Convert the lines starting at the line that contains "of the pond" and ending at the line that contains "(1101, 387)" into a Markdown table with the columns n and Line, numbering each row and leaving out blank lines.
** start of PROVIDED ENTRIES **
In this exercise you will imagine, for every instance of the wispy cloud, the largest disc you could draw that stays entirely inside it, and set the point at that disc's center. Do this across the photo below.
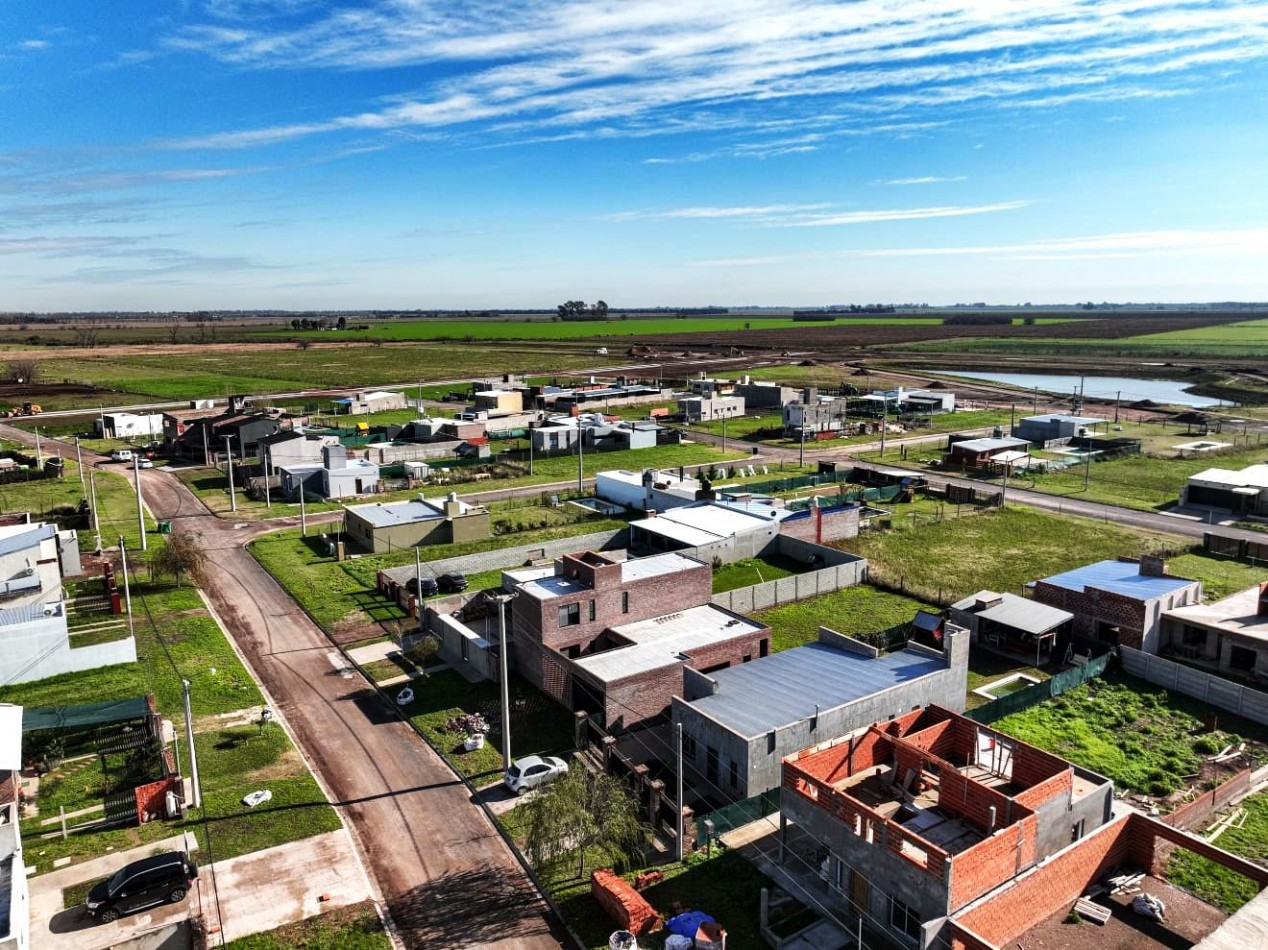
(815, 214)
(922, 180)
(640, 65)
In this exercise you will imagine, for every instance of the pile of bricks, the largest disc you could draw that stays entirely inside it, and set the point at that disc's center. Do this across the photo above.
(623, 903)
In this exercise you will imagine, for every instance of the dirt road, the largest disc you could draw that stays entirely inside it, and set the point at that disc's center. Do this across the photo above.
(446, 875)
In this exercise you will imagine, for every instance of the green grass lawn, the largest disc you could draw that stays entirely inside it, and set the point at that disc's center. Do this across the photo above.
(725, 887)
(853, 610)
(178, 638)
(999, 549)
(538, 726)
(1143, 482)
(1140, 736)
(354, 927)
(750, 571)
(1219, 885)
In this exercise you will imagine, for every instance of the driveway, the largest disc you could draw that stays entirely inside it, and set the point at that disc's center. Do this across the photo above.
(246, 894)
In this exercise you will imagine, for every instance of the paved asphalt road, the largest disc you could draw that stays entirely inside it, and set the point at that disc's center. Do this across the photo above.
(446, 875)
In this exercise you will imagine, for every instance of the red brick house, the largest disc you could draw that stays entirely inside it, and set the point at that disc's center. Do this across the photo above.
(613, 637)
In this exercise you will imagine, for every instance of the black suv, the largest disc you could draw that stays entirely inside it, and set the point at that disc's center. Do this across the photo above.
(452, 582)
(422, 586)
(162, 878)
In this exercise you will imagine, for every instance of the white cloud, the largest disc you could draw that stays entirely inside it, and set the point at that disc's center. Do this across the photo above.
(922, 180)
(623, 65)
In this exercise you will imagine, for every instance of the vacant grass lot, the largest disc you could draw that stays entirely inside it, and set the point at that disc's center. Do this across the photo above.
(725, 887)
(1219, 885)
(354, 927)
(219, 372)
(998, 549)
(750, 571)
(538, 724)
(1140, 736)
(852, 610)
(176, 638)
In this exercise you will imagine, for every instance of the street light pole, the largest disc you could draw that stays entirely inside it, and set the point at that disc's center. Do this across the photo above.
(228, 450)
(141, 507)
(194, 787)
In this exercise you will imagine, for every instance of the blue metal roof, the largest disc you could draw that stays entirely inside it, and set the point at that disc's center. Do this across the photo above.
(785, 688)
(1119, 577)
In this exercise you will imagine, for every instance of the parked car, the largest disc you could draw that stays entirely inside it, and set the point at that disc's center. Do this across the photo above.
(422, 586)
(452, 582)
(164, 878)
(533, 771)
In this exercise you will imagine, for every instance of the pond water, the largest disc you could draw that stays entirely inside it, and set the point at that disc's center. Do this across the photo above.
(1101, 387)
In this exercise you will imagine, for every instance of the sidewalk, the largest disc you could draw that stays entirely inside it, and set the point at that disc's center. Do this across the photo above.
(255, 892)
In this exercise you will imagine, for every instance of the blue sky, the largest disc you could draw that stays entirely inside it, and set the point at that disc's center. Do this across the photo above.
(398, 154)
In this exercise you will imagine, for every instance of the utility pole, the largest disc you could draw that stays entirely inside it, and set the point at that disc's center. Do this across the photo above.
(417, 581)
(679, 731)
(228, 450)
(141, 506)
(268, 494)
(505, 677)
(127, 586)
(97, 521)
(195, 789)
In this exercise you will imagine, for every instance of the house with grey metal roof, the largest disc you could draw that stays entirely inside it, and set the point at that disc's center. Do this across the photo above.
(1119, 601)
(738, 723)
(383, 527)
(1006, 623)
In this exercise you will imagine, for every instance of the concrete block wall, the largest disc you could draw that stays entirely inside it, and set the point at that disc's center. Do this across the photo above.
(1209, 688)
(515, 556)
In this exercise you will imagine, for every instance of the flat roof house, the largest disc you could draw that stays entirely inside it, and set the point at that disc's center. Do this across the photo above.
(741, 722)
(927, 812)
(708, 529)
(386, 527)
(980, 453)
(1243, 492)
(1119, 601)
(34, 637)
(335, 477)
(1006, 623)
(613, 637)
(1054, 428)
(1228, 636)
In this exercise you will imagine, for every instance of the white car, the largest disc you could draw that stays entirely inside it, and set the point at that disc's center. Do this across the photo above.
(533, 771)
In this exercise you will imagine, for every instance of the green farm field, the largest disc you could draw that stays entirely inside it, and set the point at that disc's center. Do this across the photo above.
(279, 368)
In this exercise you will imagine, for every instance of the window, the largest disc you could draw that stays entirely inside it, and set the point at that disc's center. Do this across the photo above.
(903, 918)
(1242, 658)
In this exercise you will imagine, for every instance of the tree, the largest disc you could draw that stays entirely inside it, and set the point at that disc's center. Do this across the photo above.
(179, 557)
(585, 812)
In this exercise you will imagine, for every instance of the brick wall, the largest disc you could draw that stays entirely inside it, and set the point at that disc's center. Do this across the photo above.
(1196, 812)
(1053, 885)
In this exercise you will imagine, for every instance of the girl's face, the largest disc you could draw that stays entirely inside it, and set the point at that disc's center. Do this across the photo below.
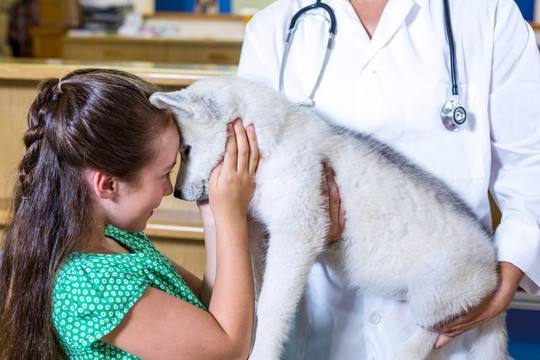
(137, 200)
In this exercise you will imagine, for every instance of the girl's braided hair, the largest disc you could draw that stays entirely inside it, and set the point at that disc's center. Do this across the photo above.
(91, 119)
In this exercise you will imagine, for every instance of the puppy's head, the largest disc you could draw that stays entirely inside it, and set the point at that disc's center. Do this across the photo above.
(202, 118)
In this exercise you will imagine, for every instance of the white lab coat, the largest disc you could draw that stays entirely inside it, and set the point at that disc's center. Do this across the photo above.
(394, 87)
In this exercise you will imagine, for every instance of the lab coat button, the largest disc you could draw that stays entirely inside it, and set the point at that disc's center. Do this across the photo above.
(375, 318)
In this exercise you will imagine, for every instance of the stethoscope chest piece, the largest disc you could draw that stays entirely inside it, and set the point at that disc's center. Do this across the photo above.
(453, 115)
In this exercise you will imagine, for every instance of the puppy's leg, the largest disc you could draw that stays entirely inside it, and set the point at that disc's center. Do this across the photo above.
(492, 341)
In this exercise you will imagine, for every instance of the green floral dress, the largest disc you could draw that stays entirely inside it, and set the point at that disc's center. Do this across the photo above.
(93, 292)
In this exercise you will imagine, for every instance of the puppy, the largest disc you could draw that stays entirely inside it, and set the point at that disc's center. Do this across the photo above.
(407, 235)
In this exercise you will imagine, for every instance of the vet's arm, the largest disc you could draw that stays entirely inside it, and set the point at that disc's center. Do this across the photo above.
(209, 227)
(495, 304)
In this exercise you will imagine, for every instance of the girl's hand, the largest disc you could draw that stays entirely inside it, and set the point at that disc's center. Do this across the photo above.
(335, 211)
(232, 182)
(492, 306)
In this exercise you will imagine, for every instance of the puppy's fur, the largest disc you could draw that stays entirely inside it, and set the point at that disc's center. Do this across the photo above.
(406, 236)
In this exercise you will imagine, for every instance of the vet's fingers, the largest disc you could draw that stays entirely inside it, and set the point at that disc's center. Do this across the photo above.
(253, 149)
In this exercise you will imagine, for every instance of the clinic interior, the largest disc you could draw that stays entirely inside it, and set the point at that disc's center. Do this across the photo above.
(171, 43)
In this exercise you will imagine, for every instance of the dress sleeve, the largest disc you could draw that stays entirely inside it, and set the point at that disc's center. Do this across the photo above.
(89, 302)
(515, 142)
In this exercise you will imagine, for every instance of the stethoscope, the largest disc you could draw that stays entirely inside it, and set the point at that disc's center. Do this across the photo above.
(453, 115)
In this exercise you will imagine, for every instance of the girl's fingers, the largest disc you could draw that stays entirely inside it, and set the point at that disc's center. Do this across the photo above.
(253, 149)
(231, 149)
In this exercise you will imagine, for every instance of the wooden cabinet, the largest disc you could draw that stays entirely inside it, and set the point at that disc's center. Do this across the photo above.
(117, 48)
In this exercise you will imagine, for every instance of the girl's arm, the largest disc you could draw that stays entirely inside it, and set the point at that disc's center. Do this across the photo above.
(160, 326)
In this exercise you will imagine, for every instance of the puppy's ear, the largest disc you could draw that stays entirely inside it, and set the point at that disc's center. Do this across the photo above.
(173, 101)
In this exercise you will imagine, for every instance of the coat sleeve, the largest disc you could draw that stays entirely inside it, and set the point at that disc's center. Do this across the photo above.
(515, 142)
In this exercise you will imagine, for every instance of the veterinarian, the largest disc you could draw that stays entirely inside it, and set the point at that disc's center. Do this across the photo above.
(387, 70)
(79, 279)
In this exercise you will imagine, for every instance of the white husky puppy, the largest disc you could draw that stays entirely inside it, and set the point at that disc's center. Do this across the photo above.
(406, 236)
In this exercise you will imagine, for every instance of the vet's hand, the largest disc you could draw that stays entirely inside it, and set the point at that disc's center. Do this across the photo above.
(334, 209)
(496, 303)
(232, 182)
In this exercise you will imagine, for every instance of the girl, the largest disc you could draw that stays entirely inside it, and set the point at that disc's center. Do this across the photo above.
(79, 280)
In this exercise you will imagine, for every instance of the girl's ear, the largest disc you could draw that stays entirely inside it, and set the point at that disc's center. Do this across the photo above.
(103, 185)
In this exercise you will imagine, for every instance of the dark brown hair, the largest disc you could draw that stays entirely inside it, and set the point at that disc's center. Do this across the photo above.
(92, 119)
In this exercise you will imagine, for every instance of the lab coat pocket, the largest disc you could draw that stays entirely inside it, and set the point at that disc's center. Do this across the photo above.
(454, 155)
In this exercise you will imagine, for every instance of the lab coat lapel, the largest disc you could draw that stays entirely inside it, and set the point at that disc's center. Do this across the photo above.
(391, 21)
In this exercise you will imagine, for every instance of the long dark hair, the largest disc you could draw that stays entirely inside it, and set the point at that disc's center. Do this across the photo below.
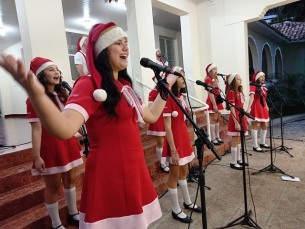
** end of PROVIDED ENTRIES **
### RESPONSE TO THE EXERCISE
| n | Line |
|---|---|
| 1 | In this exercise you will imagine, for every instance of the pond water, the largest disc you could draw that stays entirely inside it, and set the point at that disc's center. Do this across the photo above. |
| 2 | (1101, 387) |